**Data provided**
++++++

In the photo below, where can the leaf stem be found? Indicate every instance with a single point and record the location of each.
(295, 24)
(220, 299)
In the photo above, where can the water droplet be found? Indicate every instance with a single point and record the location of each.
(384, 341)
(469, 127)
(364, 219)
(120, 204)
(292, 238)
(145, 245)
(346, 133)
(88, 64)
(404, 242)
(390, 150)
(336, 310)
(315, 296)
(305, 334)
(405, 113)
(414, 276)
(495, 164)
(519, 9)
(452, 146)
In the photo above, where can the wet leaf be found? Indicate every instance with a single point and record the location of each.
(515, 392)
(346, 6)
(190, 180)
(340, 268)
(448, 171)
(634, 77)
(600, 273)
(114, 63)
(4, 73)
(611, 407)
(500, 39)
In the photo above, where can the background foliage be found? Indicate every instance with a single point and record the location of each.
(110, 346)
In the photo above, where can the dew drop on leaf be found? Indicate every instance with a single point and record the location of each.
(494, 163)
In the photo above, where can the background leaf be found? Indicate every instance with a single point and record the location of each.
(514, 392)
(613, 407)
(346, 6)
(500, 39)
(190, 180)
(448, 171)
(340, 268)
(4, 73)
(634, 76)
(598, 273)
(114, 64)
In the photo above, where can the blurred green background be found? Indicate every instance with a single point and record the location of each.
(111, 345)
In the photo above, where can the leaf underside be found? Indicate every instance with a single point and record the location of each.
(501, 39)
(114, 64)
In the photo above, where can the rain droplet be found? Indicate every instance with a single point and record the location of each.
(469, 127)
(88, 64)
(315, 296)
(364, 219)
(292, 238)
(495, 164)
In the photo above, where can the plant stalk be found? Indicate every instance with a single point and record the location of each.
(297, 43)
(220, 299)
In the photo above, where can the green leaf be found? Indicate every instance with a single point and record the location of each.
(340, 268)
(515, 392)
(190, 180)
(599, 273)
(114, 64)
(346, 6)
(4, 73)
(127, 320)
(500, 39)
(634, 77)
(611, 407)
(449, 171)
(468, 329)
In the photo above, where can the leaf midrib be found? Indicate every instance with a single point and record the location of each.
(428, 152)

++++++

**Exercise aim**
The data must be output in full, exactly as given.

**Expected output**
In the photo below, where can the leaf stem be found? Indicate every instance with a single point and record the location of each.
(295, 24)
(220, 299)
In the photo above, where can the water droplet be found? Indicate every instance with a single point and record the location of each.
(384, 341)
(469, 127)
(364, 219)
(120, 204)
(292, 238)
(145, 245)
(346, 133)
(88, 64)
(404, 242)
(390, 150)
(336, 310)
(315, 296)
(305, 334)
(405, 113)
(414, 276)
(495, 164)
(519, 9)
(452, 146)
In the photo above, where can the wet leaf be found? Indicate every instance with a single point and record the location of each.
(515, 392)
(346, 6)
(190, 180)
(340, 268)
(448, 171)
(634, 77)
(600, 273)
(114, 63)
(4, 73)
(611, 407)
(500, 39)
In the photo above, where can the background foliage be found? Indicate every instance with a single point and record the location of each.
(110, 346)
In the photo above, where can the dew drop on leaf be found? Indicate every instance with a single point and record the location of each.
(494, 163)
In the photo above, where can the background leaf be found? Indicate every instance with a single point and record the location of each.
(514, 392)
(613, 407)
(346, 6)
(500, 39)
(190, 180)
(448, 171)
(340, 268)
(4, 73)
(634, 76)
(598, 273)
(114, 64)
In the photo above, where can the blurred green background be found? Indicate every instance with a single point and record the location of each.
(111, 345)
In the photo above, where can the leaf underside be found? Indicate every instance with a single point and record the location of each.
(501, 39)
(114, 64)
In the photo above, where can the rain droplet be found? Indicate every instance with a single point and record the location of each.
(469, 127)
(88, 64)
(315, 296)
(364, 219)
(292, 238)
(495, 164)
In the photo above, where can the plant stalk be found? Indicate every instance with a single point and record the location of each.
(297, 43)
(220, 299)
In the photo above, where can the green leaf be found? Indicate every instance with a single point and record the location of each.
(340, 268)
(515, 392)
(190, 180)
(599, 273)
(114, 64)
(346, 6)
(4, 73)
(127, 320)
(500, 39)
(634, 77)
(611, 407)
(449, 171)
(468, 329)
In the photo above, where can the leaf midrib be found? Indicate every instance with a single point and record the location of each.
(428, 152)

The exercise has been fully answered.